:: Working data ::

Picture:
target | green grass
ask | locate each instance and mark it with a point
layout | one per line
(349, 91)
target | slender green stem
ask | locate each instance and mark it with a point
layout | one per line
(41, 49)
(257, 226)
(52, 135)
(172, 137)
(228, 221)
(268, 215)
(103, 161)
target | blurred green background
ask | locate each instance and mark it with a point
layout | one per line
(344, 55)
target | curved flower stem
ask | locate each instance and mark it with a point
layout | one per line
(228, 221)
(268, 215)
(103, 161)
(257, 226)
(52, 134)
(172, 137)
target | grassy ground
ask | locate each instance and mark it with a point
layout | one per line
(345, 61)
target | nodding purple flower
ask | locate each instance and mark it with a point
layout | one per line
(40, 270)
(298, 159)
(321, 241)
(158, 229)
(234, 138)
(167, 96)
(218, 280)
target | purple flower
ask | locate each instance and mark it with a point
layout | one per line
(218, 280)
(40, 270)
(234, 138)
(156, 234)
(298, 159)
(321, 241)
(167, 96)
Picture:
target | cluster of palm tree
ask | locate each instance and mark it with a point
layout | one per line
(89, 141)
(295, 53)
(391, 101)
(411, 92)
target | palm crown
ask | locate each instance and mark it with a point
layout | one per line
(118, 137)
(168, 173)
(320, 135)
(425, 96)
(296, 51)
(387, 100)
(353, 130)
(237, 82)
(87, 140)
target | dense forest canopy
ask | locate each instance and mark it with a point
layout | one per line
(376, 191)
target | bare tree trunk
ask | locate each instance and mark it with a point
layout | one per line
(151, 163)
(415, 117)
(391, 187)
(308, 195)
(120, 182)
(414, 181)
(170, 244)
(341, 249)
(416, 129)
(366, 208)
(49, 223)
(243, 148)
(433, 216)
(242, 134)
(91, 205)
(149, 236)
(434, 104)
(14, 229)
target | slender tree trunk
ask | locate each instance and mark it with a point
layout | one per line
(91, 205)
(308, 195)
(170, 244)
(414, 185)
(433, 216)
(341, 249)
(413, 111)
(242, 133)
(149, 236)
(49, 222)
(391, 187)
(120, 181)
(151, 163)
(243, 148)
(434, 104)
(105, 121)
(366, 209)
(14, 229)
--
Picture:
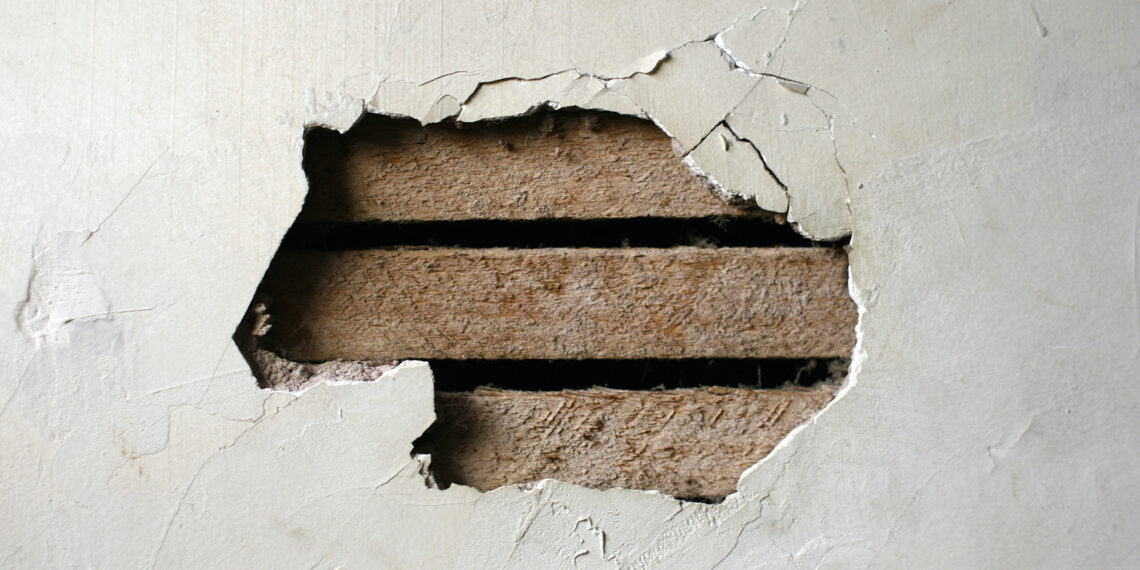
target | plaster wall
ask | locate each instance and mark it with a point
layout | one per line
* * *
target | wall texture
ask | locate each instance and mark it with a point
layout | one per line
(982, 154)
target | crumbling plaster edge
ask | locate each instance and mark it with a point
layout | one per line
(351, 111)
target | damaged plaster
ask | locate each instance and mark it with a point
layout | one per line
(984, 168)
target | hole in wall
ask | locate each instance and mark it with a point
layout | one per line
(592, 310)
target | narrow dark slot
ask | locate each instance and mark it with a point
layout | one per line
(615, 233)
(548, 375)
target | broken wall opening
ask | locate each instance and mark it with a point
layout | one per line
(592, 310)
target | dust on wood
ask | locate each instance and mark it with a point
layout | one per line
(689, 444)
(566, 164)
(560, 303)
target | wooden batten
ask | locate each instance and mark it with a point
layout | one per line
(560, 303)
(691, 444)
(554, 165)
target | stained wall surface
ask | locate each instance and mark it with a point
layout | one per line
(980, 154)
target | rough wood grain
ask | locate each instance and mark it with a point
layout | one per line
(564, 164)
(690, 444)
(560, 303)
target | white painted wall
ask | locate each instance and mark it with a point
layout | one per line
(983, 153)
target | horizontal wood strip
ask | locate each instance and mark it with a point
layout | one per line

:: What is required ::
Gather every line of the records that contains the word "plaster" and list them.

:: Result for this exercise ::
target | plaster wall
target | crumbling plaster edge
target | damaged plaster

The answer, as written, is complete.